───── PAGE TEXT

How do you know if Americans genuinely/literally mean what they say?
I have come across a few situations when an American will say something like "We should have lunch some time" or "Let's have lunch some time." Or "you should come down to visit me in D.C. (or Miami or wherever"); we have great museums (or Cuban food or whatever)."
It turns out though that more often than not they don't really mean it. Because if I then immediately follow up with "Oh how about lunch tomorrow?" or "Oh will you be in Miami in early December? I could come by then.", they usually start getting evasive and awkward, and back out of what seemed like an invitation that they just made.
How can I tell when Americans genuinely/literally mean what they say, especially in the aforementioned situations?
Perhaps this is common not just to American culture but also to some other cultures across the world, but it was (and still is) very puzzling to me and I am still trying to figure it out.

──────────

■ TASK A
Write out the stretch of the records from the start through the line containing "x=176 y=364", replacing "granulated sugar" with "white sugar" and leaving everything else the same.

───── ROWS

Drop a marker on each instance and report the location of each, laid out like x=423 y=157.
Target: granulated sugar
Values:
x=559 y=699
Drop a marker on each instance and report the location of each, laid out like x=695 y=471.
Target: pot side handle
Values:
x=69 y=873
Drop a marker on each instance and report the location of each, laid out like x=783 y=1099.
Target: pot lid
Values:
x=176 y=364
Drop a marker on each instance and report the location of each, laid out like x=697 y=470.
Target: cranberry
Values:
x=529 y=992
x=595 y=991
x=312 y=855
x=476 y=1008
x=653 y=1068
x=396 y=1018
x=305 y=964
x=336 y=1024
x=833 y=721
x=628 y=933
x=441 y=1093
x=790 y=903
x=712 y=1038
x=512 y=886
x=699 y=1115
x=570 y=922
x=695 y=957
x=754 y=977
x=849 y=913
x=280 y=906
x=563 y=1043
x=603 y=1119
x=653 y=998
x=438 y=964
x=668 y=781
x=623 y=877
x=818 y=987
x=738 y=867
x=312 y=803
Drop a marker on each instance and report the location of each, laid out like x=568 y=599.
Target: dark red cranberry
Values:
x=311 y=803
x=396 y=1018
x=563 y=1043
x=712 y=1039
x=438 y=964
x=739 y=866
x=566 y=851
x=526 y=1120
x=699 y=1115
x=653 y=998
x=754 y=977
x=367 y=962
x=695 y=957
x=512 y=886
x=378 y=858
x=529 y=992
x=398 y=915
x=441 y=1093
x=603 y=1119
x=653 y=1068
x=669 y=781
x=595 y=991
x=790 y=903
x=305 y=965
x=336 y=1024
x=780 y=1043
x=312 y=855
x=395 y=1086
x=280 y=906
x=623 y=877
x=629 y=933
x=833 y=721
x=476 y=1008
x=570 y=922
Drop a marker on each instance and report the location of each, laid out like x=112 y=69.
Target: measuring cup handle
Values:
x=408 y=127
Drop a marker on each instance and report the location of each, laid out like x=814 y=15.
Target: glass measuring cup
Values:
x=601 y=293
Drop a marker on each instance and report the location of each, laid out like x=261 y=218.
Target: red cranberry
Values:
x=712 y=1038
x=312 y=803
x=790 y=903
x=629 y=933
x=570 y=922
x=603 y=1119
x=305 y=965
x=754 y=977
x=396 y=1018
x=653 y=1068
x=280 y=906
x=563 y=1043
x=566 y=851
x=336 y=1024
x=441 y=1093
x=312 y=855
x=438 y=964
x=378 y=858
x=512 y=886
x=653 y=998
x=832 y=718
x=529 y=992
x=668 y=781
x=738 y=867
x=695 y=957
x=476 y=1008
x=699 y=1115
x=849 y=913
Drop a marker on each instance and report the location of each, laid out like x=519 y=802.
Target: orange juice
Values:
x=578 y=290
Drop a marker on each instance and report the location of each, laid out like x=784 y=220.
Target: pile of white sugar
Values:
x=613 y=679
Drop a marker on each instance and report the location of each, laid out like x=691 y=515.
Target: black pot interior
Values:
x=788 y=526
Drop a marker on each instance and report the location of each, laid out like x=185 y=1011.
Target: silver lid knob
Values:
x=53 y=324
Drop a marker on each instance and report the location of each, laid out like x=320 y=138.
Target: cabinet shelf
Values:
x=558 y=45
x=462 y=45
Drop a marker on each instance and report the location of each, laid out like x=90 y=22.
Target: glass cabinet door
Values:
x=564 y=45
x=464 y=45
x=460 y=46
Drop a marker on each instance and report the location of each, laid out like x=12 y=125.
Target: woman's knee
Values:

──────────

■ TASK B
Pick up the post about whether Americans mean their casual invitations and continue it from the point where it stops.

■ FINAL ANSWER A
Drop a marker on each instance and report the location of each, laid out like x=423 y=157.
Target: white sugar
Values:
x=559 y=699
Drop a marker on each instance and report the location of each, laid out like x=695 y=471.
Target: pot side handle
Values:
x=69 y=873
Drop a marker on each instance and report the location of each, laid out like x=783 y=1099.
Target: pot lid
Values:
x=176 y=364

■ FINAL ANSWER B
In Egypt we actually have a name for this kind of invitation "boat owner invitation". This comes from a story where two boat owners meet in the middle of the sea and they shout to one another each inviting the other to come over. Of course both of them know it is impossible, yet they have to do it because it is being polite.
Is it just me or don't you folks find it annoying when someone uses the word *literally* when they should be using *figuratively*. The usage in the title is correct.
@RenaeLider One of the dictionary definitions of "literally" is now literally "not literally". Heh. https://www.google.com/search?q=literally
I don't get why people feel ***really*** bad about people using literally as an intensifier. It's not like it's never happened before. It's not even a ***really*** big change like the divergence of terrific and terrible (that did not happen to horrific and horrible). Whatever word we start using to replace really once again will end up being used as an intensifier, like really before it and like literally now. "Correct" is for pedants who don't have quite enough facts.
I'm from the USA, and this drives me nuts. People just want to pretend that they care without actually trying to care.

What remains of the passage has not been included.